(Region annotation entries)
• • • •

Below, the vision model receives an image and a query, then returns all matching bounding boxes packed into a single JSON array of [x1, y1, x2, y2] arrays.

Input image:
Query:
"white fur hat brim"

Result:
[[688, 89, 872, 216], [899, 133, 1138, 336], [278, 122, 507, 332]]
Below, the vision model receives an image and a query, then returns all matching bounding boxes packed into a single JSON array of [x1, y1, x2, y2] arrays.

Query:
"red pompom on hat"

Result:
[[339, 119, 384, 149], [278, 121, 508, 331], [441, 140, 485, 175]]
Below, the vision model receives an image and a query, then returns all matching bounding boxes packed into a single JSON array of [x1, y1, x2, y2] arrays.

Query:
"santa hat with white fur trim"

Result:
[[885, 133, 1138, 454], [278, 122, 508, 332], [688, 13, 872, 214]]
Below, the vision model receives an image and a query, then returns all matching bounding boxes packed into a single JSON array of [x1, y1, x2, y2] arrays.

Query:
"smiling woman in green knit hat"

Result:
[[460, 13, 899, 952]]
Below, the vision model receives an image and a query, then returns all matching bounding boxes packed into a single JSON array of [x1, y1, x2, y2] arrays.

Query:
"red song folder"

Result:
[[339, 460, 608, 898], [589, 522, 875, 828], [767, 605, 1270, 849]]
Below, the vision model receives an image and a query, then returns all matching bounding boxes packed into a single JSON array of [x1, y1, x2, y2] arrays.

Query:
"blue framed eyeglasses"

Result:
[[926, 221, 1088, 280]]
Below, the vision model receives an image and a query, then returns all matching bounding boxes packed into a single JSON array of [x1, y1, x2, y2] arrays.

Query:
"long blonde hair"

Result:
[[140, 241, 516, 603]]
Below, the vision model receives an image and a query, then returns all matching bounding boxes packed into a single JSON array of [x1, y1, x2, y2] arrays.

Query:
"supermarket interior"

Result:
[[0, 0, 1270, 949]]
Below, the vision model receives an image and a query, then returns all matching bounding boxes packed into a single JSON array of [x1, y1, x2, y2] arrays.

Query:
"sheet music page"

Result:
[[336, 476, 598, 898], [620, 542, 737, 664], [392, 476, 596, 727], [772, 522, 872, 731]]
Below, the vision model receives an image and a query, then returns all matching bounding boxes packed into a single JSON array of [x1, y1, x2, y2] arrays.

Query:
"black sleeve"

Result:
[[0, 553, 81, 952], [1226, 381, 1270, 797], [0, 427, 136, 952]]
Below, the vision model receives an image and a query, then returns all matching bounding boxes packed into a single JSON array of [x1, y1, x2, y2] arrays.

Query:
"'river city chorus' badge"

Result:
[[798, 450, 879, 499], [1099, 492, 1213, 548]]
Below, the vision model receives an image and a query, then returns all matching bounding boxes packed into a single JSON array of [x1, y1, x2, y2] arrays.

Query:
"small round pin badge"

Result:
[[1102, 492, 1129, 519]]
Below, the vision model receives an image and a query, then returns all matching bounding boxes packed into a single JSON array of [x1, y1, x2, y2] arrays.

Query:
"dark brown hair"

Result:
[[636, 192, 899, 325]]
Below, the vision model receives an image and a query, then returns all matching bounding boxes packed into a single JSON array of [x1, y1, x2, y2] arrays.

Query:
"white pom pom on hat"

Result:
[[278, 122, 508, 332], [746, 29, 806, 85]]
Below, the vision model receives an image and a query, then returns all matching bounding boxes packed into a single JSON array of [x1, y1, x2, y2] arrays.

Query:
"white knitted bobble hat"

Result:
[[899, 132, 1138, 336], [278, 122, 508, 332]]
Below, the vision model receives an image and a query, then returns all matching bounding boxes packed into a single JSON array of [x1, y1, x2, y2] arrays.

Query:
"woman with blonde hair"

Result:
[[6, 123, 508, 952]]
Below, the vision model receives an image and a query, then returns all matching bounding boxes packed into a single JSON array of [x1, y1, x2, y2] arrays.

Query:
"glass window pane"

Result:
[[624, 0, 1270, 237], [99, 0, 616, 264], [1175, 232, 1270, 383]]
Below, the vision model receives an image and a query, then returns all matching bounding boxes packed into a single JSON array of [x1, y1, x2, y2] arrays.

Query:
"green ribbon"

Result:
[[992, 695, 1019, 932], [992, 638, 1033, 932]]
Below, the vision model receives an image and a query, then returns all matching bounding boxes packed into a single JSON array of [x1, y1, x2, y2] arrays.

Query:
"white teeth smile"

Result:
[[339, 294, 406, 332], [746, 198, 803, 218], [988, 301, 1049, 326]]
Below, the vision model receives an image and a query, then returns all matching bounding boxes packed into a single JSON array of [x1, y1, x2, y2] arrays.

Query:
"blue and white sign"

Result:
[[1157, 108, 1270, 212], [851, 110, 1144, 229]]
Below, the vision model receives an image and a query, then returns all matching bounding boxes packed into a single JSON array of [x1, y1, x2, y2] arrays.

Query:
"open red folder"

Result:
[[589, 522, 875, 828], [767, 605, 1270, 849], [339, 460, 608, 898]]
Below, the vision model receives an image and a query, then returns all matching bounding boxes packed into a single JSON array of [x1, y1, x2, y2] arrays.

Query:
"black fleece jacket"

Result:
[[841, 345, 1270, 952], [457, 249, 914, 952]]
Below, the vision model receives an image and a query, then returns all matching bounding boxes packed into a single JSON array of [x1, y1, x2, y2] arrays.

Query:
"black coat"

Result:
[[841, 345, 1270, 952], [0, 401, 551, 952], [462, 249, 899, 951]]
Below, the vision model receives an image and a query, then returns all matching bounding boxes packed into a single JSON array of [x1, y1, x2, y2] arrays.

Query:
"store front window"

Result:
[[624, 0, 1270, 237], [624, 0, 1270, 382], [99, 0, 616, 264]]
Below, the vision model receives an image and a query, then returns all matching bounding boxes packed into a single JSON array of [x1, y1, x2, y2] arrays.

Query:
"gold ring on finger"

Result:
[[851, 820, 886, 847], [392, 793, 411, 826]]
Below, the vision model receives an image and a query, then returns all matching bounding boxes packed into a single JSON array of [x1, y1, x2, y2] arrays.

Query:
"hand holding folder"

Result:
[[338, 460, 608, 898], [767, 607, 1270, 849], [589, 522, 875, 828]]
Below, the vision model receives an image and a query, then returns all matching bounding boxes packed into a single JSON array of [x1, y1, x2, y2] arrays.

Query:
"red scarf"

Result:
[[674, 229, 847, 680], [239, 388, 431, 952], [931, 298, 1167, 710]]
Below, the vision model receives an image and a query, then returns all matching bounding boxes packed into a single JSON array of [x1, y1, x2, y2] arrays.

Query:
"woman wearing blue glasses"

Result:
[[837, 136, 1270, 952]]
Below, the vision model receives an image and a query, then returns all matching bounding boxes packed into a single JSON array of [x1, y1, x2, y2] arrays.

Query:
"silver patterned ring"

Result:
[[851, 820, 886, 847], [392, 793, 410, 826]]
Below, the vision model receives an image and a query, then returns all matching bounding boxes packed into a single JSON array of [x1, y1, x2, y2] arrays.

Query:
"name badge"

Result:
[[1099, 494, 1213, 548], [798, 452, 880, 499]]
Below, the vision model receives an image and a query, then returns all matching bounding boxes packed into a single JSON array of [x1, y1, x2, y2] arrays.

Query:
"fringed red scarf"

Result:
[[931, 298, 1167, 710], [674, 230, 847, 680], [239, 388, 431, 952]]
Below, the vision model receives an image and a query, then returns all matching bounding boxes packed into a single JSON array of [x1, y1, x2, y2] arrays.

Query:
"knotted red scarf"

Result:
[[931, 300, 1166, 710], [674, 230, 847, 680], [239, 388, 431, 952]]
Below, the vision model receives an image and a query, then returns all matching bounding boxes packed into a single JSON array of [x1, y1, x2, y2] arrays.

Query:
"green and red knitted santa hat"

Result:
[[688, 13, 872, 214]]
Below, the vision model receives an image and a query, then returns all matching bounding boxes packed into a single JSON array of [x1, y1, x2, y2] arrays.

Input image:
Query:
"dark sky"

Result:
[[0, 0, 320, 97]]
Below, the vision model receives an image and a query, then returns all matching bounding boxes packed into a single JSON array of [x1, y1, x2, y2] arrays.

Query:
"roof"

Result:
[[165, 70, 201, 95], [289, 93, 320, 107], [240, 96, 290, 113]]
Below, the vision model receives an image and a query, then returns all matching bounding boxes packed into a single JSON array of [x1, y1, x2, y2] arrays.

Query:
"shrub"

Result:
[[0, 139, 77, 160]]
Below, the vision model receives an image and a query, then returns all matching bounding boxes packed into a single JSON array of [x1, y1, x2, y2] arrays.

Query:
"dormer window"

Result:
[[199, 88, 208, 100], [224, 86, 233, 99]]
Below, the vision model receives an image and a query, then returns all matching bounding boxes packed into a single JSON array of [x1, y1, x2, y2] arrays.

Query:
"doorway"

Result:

• • • •

## [What to work on]
Reproduce the lines from the start of the records through the line containing "332], [688, 13, 872, 214]]", leaving all other text as is. Increase every bounding-box coordinate in the results by 81.

## [Full solution]
Below, the vision model receives an image and a query, then returns all matching bounding boxes packed into a single JSON array of [x1, y1, x2, y2] arrays.

Input image:
Query:
"white fur hat brim"

Result:
[[769, 170, 953, 297], [980, 214, 1219, 417], [359, 203, 588, 413]]
Below, the vision model receives an image and a query, then returns all matching bounding boxes packed into a single JSON array of [x1, y1, x2, y2] arrays.

Query:
"red pompom on hat"

Result:
[[420, 200, 465, 230], [359, 202, 589, 412], [522, 221, 566, 256]]
Below, the vision model receives an image and a query, then returns all matching bounding boxes packed into a single JSON array of [x1, y1, x2, y2] arrays.

Query:
"santa hat with white fur trim"

Result:
[[966, 214, 1219, 535], [359, 203, 589, 413], [769, 94, 953, 295]]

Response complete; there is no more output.